Extrait du document:
⟨

Voici déjà le cinquième (et malheureusement dernier) tome de cette collection délicieusement noire, développée autour de nos cinq sens et cette fois dédié à celui du goût. Après « Ecouter le noir », « Regarder le noir », « Toucher le noir » et « Respirer le noir », Yvan Fauth du blog littéraire EmOtionS nous invite donc à « Déguster le noir » en compagnie d’auteurs de renom, le temps de treize nouvelles qui devraient pouvoir réconcilier les plus sceptiques avec le genre.



Les amateurs du genre n’hésiteront pas une seconde à se mettre à table car des chefs de grand renom sont à nouveau au programme, tels que Bernard Minier, Ian Manook ou R.J. Ellory. Mais ce qui fait pour moi la véritable saveur de ces recueils de nouvelles, c’est la possibilité de découvrir la plume d’auteurs que je ne connais pas encore, comme une sorte de mise en bouche qui me donne envie de goûter au reste de leur œuvre. Je pense par exemple à Pierre Bordage, dont j’ai bien aimé la nouvelle, mais je note surtout le nom de Patricia Delahaie, que je ne connaissais pas du tout et qui livre ici un excellent récit.



Bernard Minier – le Goût Des Autres : Une première nouvelle qui nous emmène en Irak à la découverte des goûts étranges d’un peuple affamé. Un récit assez court, teinté de fantastique, que l’on referme avec un petit goût de trop peu, mais qui met en appétit et nous plonge immédiatement dans la thématique du roman.



Anouk Langaney – Ripaille : Cette autrice que je découvre nous invite à passer à table, de l’apéro au pousse café, mais je ressors de table un peu déçu. Le récit qui m’a le moins séduit de tous.



Cédric Sire – Tous Les Régimes du Monde : Après ce repas que j’ai eu du mal à terminer, Cédric Sire a la bonne idée de nous mettre au régime, le temps d’une petite séance de torture qui pointe du doigt notre société axée sur les apparences et le monde du mannequinat en particulier. Un message qui fait mouche et une fin qui fait froid dans le dos !

⟩

Consignes:
A - D'après la critique, combien de nouvelles réunit le recueil « Déguster le noir » ?
B - Poursuivez la critique du recueil « Déguster le noir » là où elle s'interrompt.
Les enregistrements n'ont aucun rapport avec la critique.

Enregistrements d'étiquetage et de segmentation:

⟨

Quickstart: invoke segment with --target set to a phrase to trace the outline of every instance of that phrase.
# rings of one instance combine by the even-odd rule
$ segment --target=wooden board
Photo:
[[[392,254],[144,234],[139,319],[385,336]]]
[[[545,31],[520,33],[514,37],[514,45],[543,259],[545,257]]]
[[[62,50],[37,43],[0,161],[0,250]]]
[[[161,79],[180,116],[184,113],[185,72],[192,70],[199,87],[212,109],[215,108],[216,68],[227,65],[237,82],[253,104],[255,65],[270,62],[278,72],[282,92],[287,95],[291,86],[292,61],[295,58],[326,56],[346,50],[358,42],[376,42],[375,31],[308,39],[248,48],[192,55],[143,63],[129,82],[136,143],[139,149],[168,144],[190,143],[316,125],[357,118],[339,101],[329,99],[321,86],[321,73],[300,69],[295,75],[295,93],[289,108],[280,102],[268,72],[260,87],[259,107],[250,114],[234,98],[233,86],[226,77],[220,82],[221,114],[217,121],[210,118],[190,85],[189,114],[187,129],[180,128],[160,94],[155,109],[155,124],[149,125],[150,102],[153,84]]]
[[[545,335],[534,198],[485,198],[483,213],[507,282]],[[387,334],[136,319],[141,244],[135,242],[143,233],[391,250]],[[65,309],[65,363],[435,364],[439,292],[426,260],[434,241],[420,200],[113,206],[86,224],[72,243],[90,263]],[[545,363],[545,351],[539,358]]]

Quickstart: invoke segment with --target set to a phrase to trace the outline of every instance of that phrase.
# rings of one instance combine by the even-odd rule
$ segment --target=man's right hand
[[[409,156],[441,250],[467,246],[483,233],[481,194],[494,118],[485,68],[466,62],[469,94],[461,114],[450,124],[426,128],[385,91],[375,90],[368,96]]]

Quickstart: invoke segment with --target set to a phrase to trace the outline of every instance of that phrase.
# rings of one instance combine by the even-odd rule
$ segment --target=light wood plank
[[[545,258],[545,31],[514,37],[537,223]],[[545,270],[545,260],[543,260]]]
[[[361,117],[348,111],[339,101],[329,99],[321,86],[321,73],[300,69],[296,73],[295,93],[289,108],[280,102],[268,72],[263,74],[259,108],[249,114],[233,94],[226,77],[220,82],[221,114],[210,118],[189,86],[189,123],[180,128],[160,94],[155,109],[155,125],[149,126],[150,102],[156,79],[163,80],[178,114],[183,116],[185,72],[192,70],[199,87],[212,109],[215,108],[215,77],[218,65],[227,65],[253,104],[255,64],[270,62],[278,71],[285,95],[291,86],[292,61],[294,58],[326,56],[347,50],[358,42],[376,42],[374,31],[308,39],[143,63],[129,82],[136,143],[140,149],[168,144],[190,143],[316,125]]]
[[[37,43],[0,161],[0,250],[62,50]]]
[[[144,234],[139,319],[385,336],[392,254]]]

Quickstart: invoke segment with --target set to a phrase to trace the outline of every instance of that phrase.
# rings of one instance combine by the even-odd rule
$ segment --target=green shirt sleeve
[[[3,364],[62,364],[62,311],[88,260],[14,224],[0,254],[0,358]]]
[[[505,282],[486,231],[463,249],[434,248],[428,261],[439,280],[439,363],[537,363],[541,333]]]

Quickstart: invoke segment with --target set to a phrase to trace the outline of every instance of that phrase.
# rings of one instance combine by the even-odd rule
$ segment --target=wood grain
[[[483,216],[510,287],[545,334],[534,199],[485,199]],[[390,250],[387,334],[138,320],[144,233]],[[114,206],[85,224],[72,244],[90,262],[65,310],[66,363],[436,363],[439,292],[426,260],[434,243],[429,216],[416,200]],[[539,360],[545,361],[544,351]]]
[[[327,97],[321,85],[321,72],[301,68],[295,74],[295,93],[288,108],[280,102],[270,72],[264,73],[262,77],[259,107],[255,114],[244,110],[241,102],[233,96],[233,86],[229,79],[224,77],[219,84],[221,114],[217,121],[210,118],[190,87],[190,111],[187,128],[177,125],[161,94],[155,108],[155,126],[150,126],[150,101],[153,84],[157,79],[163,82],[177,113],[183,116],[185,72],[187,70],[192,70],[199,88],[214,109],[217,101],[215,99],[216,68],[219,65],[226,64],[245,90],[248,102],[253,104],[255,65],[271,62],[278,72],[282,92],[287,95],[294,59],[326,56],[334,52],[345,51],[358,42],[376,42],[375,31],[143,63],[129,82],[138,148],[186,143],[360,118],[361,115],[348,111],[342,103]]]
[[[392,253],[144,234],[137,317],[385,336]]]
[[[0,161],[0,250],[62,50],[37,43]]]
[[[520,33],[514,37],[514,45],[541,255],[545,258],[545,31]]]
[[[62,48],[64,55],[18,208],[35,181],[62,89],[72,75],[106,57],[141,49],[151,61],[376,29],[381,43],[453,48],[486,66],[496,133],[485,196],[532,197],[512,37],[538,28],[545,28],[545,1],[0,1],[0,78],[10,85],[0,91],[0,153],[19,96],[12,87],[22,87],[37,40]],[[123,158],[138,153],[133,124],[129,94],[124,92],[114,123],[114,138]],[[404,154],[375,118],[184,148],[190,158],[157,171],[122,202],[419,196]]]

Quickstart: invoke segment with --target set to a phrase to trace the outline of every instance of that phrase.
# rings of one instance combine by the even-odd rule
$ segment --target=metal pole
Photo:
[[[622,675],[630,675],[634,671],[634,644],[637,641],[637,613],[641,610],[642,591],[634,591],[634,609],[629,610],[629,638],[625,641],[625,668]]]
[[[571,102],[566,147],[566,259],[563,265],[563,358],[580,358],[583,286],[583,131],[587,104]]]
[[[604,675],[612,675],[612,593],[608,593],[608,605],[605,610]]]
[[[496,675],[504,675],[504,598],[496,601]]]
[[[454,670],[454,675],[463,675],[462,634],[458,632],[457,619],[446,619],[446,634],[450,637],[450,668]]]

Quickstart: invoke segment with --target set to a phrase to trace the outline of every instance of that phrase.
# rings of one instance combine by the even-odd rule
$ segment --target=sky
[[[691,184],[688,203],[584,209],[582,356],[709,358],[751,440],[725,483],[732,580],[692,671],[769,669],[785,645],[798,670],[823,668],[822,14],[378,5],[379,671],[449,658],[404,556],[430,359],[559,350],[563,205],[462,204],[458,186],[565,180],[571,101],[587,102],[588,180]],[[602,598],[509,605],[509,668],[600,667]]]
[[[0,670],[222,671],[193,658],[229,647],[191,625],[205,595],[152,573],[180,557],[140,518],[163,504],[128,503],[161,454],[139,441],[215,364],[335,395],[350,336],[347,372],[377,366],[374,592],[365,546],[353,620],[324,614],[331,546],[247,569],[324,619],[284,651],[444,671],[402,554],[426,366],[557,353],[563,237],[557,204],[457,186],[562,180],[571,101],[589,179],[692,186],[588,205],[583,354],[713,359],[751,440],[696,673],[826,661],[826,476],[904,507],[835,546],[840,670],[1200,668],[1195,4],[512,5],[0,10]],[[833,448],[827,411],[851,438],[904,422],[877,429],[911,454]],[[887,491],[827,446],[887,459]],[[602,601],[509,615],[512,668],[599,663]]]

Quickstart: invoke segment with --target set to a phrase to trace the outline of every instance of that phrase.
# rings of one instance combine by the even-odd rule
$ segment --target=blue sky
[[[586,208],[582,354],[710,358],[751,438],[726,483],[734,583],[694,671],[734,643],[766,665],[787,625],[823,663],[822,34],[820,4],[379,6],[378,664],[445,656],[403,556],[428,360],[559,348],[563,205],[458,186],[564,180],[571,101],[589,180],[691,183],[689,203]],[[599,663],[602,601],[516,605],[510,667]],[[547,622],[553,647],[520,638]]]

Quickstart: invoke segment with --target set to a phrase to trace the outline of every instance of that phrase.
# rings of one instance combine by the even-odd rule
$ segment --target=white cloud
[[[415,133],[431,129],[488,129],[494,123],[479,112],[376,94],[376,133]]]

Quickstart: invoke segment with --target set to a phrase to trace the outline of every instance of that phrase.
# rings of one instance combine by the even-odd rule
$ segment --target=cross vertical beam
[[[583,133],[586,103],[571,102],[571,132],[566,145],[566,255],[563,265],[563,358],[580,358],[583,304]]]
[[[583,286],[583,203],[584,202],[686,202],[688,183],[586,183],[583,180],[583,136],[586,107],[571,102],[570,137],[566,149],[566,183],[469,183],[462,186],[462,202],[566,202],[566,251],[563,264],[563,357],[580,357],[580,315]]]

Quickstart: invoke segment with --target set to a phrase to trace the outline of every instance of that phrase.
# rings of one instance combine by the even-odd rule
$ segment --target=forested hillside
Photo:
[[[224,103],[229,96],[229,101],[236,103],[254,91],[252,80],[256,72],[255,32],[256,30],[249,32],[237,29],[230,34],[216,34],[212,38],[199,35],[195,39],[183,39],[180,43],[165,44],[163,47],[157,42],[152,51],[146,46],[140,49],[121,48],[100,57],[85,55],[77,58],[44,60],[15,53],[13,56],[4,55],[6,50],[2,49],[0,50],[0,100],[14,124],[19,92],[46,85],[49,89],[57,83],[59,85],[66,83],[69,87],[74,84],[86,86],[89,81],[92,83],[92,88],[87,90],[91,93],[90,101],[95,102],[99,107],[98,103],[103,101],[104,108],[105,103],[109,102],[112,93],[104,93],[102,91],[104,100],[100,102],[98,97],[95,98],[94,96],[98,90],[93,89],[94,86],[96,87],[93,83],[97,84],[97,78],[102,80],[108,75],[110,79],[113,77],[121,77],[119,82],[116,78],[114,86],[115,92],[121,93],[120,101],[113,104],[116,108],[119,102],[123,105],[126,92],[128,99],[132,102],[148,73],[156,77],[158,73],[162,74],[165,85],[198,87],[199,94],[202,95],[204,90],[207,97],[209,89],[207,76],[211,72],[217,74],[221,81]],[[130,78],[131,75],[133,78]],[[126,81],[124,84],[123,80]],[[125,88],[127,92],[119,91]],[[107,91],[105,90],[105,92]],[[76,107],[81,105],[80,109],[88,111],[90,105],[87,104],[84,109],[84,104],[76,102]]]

⟩

Réponses dans l'ordre:
A - Treize nouvelles.

B -
Pierre Bordage – Amertumes : Un récit d’anticipation en compagnie d’un goûteur d’exception qui risque bien de consommer son dernier repas. J’ai beaucoup aimé l’idée du goûteur et le suspense tout au long du récit.



Christian Blanchard – Joé : Une sorte de revisite de « Des Souris Et Des Hommes » de Steinbeck qui invite à suivre un personnage extrêmement attachant. Une montagne de muscles, mais d’une naïveté bouleversante, qui ne manquera pas de vous transpercer le cœur. Une excellente nouvelle débordante d’émotions !



Nicolas Jaillet – Alfajores : Un récit qui aborde le burn-out en nous propulsant au cœur d’une société pour effectuer un boulot de merde, ingrédient principal d’une vie trop fade, sans goût. Sympa…enfin, on se comprend !



Jérémy Fel – Dans L’Arène : Une nouvelle plus longue qui permet de nous servir un scénario digne de l’excellente série Netflix « Black Mirror » et qui fait également penser au film « The Truman Show ». Une vision du futur, parsemée de drones et dépourvue de chocolat, qui invite à réfléchir sur l’avenir de notre société et sur les émissions de téléréalité. Excellent !



Sonja Delzongle – Jalousies : L’autrice nous invite à regarder à travers un store, pour une histoire d’adultère et de jalousie. Pas mal du tout !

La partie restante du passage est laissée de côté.